# WHAT THIS TASK INVOLVES
Locate every line in the rows below that contains the word "orange". Copy each such line in full.

# RECORDED INFORMATION
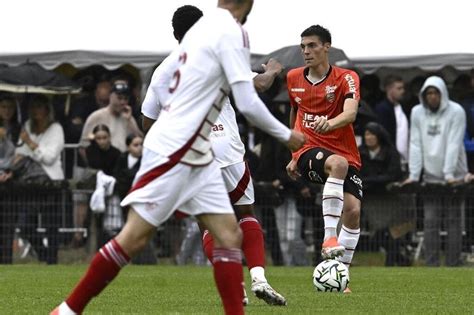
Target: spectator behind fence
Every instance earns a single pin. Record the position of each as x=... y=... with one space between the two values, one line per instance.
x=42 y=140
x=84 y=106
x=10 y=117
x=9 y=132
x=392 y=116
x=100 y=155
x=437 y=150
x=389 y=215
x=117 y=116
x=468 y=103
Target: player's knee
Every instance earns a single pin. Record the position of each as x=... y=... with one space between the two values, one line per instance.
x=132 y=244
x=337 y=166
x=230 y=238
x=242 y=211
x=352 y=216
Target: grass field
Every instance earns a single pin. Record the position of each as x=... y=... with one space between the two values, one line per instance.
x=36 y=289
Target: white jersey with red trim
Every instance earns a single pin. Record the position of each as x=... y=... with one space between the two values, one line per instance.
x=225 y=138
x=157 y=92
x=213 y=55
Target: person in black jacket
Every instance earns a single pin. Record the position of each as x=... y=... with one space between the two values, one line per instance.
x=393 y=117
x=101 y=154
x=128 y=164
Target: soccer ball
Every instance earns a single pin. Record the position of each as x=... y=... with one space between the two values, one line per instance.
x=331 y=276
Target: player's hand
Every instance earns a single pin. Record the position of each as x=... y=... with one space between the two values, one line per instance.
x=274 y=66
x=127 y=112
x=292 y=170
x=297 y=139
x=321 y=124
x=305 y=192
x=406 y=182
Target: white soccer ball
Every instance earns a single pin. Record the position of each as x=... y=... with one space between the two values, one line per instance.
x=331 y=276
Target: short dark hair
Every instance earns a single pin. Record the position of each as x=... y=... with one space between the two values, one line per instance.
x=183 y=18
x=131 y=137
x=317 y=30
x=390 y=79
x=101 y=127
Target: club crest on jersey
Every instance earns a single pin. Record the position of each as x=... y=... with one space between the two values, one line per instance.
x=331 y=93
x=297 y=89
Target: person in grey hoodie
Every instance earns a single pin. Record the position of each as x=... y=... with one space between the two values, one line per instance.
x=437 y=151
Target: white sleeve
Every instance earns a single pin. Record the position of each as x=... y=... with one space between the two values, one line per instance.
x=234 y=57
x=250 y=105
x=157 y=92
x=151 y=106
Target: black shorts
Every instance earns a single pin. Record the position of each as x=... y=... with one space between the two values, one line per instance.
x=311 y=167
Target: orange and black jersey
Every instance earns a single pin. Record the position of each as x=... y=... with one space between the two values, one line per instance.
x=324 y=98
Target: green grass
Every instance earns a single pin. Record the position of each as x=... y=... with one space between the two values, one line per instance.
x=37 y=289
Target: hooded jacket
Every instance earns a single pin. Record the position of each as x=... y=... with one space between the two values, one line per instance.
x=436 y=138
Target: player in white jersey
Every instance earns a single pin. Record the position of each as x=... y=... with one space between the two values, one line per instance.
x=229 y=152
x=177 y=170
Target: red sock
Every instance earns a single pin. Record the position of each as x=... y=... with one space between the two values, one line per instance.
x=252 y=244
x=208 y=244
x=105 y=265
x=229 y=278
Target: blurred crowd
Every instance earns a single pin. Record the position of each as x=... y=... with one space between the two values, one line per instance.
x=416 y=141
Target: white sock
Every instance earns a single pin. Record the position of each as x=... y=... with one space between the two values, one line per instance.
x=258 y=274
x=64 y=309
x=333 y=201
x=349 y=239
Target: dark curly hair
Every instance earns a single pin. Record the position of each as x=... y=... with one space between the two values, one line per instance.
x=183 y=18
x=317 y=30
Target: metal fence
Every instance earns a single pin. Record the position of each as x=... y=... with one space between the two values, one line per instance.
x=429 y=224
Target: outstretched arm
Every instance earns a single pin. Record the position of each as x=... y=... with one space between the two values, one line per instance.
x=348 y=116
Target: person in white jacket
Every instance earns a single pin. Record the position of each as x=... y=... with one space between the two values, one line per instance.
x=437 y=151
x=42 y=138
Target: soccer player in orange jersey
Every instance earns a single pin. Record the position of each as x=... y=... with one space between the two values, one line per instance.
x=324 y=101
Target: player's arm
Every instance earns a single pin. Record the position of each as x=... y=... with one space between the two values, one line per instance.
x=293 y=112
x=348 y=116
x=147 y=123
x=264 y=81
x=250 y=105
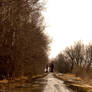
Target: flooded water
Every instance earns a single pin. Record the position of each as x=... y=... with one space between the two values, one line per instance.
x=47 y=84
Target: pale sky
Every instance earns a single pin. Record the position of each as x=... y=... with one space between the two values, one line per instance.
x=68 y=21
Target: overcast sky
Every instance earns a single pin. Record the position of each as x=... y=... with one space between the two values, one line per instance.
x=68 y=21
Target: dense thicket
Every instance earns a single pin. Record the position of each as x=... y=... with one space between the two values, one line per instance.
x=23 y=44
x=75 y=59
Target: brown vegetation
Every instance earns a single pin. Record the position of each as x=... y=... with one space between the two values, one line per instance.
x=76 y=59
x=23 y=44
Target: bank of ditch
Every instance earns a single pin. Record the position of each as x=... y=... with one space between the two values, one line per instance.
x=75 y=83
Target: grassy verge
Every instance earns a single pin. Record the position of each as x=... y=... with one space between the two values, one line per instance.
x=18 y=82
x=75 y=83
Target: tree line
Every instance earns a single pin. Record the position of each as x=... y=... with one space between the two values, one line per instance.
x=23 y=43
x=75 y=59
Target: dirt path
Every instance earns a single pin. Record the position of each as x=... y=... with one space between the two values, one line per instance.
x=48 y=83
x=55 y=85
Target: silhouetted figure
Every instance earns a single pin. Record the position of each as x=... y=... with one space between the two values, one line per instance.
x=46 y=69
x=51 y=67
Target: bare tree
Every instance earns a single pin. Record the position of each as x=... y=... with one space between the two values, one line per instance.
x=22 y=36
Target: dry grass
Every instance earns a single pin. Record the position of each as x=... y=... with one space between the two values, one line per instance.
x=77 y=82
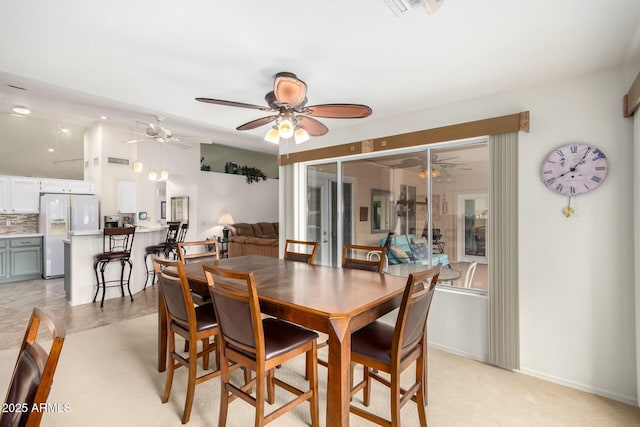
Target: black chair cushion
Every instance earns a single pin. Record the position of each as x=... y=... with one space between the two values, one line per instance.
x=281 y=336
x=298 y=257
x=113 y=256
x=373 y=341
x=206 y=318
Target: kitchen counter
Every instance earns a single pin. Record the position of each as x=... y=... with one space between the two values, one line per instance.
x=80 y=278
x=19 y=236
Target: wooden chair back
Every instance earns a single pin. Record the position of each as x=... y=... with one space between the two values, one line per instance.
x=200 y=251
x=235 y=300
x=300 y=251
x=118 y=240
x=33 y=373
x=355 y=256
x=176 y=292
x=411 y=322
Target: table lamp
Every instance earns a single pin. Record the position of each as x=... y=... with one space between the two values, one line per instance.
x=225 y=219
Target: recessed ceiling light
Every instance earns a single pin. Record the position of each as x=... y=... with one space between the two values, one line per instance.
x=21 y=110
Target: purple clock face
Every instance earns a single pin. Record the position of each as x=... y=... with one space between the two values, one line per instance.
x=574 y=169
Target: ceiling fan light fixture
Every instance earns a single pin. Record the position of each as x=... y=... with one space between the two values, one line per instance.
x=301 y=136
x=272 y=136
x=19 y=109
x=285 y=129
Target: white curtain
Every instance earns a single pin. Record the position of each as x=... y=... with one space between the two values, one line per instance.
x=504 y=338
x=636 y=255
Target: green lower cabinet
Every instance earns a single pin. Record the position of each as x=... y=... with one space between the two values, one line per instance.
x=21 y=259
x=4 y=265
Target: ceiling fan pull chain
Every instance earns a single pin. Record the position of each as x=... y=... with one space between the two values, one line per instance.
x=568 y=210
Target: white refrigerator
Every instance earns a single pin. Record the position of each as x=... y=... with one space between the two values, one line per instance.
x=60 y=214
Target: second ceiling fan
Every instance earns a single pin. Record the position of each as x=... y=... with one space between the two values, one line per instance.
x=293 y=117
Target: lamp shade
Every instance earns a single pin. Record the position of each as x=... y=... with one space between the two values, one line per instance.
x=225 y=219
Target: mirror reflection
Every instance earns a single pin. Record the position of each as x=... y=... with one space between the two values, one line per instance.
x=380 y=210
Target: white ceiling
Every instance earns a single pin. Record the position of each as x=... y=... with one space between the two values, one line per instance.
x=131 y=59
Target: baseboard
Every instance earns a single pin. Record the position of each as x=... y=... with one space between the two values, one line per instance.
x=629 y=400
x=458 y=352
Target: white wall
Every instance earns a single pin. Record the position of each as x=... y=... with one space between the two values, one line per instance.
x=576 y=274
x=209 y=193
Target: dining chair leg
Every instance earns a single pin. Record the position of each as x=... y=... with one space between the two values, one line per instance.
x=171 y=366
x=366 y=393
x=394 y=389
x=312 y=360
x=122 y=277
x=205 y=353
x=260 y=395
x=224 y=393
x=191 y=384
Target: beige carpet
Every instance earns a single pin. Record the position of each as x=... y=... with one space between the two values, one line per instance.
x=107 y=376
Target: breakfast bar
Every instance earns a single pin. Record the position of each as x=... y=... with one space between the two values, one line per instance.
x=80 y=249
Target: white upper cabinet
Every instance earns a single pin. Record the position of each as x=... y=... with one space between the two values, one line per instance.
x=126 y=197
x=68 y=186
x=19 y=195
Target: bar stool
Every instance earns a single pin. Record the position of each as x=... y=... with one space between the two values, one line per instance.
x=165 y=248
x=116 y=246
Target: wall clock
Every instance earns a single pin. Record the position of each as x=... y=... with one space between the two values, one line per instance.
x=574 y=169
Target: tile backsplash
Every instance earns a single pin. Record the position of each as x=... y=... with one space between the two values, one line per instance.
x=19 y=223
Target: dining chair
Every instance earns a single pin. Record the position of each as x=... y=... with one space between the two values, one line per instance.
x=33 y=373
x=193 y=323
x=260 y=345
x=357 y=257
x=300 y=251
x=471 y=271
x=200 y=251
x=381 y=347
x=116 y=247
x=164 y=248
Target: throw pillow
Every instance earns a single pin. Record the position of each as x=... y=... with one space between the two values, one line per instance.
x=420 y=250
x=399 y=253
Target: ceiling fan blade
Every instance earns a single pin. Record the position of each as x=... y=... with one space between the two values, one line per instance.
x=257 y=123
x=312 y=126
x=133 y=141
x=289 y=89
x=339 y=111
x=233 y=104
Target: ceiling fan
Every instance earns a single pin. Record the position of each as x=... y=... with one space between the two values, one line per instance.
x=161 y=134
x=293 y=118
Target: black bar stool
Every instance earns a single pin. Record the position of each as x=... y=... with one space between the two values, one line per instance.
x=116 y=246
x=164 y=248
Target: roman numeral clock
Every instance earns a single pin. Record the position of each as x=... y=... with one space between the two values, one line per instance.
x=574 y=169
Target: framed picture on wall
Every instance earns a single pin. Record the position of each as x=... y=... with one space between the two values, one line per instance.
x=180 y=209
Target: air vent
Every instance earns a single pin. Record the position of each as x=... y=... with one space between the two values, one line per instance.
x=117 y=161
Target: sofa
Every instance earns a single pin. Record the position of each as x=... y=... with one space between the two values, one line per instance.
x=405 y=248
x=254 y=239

==

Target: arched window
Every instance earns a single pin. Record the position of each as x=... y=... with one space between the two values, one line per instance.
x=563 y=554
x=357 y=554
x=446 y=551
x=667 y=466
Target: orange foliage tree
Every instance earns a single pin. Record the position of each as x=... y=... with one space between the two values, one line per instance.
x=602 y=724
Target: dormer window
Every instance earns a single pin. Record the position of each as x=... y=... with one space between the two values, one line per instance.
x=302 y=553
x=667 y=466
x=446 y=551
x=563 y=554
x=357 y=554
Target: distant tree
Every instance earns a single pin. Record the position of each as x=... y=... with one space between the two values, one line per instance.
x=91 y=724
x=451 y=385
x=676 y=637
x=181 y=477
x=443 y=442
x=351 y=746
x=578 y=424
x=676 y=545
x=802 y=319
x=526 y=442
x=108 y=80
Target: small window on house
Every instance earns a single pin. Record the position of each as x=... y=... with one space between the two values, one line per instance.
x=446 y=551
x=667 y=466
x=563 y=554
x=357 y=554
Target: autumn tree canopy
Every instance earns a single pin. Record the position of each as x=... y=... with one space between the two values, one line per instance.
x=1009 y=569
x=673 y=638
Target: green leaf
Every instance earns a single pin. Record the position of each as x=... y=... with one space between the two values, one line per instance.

# SOLVED PROBLEM
Target: orange and black jersey
Target: soccer player in orange jersey
Target: orange foliage tree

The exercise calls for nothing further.